======== Entries shown

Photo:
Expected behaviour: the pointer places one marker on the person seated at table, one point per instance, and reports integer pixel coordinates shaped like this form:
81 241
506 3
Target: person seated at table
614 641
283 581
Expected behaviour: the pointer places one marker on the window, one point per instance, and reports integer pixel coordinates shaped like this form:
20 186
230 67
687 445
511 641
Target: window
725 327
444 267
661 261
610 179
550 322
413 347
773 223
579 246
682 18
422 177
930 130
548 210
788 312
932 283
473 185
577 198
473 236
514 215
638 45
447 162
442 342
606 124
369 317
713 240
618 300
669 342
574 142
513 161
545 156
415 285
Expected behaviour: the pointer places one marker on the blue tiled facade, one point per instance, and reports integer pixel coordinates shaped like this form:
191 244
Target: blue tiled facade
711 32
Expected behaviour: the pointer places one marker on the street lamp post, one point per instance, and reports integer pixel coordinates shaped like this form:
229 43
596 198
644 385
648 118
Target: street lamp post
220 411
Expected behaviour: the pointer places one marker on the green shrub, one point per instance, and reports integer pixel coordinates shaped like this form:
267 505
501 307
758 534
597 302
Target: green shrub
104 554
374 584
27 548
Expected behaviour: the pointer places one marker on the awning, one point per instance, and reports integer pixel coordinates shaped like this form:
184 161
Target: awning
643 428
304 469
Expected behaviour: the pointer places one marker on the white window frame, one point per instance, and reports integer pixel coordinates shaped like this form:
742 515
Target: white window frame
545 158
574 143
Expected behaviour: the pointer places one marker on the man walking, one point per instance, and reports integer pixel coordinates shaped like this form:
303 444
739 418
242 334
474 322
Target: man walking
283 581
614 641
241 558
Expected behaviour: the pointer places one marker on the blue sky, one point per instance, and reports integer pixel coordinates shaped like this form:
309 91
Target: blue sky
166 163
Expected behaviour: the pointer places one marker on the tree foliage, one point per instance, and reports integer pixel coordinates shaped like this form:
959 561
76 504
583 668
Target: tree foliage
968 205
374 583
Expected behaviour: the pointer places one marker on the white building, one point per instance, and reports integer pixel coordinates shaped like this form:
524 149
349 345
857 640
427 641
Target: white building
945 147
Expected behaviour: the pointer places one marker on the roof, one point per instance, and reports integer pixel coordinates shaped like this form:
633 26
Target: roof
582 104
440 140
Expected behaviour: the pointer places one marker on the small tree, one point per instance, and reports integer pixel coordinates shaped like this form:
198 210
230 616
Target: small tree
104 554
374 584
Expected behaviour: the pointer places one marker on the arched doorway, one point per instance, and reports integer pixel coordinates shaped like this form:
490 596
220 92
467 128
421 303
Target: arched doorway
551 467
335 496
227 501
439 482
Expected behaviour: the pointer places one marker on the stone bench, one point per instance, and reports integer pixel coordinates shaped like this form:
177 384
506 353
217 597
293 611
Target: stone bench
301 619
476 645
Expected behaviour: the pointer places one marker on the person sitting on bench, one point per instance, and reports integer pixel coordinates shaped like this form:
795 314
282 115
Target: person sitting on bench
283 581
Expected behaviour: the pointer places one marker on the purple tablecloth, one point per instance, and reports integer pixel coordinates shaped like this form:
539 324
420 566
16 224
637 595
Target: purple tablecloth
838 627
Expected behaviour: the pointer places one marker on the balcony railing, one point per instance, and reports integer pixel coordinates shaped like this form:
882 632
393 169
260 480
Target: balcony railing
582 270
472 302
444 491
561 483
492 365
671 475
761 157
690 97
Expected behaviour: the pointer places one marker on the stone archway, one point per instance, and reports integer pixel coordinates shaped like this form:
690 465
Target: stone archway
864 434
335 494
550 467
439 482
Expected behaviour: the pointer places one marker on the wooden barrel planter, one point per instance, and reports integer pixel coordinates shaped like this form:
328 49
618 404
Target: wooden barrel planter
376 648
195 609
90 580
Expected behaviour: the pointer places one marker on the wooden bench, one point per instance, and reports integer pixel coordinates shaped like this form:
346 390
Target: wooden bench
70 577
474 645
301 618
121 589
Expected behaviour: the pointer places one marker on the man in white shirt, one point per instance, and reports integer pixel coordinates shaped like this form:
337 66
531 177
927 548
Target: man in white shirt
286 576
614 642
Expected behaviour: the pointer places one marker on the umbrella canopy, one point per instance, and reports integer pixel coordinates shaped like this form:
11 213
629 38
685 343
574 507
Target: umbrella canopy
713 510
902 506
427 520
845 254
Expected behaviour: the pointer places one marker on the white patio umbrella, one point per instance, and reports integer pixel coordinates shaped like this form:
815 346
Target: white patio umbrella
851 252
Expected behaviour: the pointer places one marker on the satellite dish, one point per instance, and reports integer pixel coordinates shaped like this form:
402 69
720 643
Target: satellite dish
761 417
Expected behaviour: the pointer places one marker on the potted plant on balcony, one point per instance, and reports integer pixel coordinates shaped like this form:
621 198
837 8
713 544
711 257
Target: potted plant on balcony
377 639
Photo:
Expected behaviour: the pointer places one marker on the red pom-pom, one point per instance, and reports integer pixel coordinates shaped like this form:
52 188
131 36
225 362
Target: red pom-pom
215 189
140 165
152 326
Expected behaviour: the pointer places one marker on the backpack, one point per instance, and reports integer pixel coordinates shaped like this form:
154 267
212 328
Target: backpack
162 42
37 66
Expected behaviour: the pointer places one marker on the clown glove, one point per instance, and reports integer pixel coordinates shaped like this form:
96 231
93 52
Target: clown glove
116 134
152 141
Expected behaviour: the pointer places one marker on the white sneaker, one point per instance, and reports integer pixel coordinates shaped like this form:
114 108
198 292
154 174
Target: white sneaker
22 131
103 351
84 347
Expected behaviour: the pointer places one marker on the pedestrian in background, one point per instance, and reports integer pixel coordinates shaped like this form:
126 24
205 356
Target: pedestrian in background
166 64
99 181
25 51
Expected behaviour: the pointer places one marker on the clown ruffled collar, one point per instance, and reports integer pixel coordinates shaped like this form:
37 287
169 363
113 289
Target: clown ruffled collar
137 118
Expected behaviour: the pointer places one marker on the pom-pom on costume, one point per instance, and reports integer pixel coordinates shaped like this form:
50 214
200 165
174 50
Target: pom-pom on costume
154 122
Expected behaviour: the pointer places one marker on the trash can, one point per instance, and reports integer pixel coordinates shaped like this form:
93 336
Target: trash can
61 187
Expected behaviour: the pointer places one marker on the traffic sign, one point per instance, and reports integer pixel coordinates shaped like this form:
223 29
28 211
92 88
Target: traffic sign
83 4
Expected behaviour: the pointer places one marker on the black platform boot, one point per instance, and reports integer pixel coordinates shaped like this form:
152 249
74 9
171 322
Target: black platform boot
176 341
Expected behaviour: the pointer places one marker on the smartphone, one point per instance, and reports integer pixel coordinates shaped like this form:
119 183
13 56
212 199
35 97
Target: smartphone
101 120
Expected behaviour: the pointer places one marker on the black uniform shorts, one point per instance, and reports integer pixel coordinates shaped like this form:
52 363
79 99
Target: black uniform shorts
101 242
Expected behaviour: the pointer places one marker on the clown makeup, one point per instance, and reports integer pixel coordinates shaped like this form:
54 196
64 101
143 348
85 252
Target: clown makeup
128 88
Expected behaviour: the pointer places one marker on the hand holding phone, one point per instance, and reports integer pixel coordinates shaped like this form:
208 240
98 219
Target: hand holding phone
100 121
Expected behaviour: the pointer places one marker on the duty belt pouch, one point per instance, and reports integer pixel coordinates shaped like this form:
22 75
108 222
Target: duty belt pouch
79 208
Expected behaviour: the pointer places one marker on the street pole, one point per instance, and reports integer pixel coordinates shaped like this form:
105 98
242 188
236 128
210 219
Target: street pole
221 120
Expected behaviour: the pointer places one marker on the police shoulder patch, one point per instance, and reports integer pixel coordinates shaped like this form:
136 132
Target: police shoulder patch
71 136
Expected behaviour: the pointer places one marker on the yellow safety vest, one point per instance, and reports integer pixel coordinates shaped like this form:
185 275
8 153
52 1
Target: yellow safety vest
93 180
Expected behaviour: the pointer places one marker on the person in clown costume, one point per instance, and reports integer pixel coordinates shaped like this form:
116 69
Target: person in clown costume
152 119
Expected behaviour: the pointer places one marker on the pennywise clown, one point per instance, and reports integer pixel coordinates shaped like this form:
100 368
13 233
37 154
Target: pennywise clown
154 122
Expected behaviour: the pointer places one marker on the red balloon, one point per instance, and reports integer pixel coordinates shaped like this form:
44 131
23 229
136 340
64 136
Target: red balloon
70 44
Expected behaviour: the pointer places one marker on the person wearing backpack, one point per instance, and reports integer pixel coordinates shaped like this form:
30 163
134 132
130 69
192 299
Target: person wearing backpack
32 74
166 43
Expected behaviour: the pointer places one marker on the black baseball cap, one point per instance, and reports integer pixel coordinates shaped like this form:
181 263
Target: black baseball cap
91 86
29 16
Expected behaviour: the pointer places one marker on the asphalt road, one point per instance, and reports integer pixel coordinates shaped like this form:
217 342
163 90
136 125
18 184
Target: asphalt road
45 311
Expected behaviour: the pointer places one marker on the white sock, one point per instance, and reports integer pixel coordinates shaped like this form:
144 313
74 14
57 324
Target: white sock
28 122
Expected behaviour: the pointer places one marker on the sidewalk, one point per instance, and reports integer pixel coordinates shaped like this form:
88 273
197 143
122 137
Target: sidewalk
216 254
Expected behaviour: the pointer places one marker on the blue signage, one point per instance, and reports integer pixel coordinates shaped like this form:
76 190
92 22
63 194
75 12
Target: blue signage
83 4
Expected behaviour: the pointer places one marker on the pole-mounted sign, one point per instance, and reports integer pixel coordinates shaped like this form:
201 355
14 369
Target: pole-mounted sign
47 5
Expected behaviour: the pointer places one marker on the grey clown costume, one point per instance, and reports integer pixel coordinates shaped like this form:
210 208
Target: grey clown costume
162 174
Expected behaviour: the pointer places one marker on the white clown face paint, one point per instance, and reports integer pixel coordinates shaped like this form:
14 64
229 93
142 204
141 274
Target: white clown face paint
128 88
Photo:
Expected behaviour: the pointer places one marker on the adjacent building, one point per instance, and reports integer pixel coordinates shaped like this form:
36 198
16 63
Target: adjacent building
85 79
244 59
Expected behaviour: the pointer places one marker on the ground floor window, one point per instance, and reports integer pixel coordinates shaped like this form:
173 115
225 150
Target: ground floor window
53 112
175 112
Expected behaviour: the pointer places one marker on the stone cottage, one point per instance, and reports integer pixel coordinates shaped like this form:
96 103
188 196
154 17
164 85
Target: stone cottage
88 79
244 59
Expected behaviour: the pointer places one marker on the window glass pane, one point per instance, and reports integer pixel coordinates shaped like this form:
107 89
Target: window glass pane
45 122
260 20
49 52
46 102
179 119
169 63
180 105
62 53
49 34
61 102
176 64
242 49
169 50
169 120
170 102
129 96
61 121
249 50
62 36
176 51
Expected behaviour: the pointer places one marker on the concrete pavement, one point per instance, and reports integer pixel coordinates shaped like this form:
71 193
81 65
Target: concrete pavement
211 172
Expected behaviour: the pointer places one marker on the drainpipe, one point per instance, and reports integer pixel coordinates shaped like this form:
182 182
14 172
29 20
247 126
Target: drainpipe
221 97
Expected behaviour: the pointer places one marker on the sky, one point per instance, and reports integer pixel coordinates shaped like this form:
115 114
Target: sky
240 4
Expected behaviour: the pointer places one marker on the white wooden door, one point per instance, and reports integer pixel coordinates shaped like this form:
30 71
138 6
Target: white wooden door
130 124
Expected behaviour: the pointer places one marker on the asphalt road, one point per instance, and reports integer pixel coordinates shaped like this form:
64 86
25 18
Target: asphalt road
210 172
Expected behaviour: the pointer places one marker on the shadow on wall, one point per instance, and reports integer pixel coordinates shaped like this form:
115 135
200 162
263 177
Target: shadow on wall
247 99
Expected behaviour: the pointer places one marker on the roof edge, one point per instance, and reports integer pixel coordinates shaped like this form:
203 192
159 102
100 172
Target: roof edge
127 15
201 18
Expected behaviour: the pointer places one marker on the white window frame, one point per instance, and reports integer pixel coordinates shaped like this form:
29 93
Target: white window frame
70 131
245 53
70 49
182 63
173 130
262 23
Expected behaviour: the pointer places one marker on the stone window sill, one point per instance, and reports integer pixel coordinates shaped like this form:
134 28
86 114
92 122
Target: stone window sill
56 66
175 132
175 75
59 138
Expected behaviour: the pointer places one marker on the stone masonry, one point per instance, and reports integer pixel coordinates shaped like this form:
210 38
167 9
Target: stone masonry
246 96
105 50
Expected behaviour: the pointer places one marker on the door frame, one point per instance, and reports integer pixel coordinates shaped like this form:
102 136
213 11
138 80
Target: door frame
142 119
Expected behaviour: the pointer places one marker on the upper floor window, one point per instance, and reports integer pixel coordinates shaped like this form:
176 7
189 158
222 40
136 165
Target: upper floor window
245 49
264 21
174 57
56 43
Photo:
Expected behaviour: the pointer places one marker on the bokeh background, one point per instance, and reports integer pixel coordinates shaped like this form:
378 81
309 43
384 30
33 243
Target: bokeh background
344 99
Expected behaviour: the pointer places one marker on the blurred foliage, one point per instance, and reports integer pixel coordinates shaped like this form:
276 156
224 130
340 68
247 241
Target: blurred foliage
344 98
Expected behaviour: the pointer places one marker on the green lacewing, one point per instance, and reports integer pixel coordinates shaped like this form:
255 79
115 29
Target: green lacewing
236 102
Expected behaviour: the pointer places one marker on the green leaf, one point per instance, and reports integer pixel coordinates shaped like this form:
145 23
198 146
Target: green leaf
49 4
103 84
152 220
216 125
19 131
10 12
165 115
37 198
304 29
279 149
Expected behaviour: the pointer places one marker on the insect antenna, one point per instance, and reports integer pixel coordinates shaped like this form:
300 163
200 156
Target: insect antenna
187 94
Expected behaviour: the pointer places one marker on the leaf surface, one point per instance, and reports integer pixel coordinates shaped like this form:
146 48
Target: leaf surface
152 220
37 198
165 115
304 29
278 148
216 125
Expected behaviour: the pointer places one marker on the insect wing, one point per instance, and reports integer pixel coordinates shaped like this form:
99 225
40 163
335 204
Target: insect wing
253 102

================

What is being asked: Print exactly, and only, the lines from the line that contains "green lacewing, one" through the last line of the records.

Finished exercise:
Expected behaviour: the pointer places one marker on the green lacewing, one point per instance, and reports integer pixel coordinates shaped like this form:
255 79
115 29
Target: green lacewing
236 102
Expected behaviour: the pointer places one marker on the green leaf, one point per instance, and reports integer pixel coordinates shaped like this form:
145 23
198 146
Target: green leaf
49 4
103 84
152 220
216 125
19 131
10 12
165 115
37 198
304 29
279 149
Expected behaviour: the pointer places one marker on the insect antenna, one point per instance, and reports integer pixel coordinates shaped like this form:
300 163
200 156
Target: insect antenna
187 94
Expected behaviour: the pointer places one marker on the leaf surface, one point per instance, and reports integer pixel coordinates shaped like this form:
146 48
Target: leaf surface
152 220
37 198
165 115
304 29
278 148
216 125
Expected behaviour: the pointer places one marker on the insect wing, one point per instance, and reports integer pixel coordinates shaped like this form:
99 225
40 163
335 204
Target: insect wing
253 102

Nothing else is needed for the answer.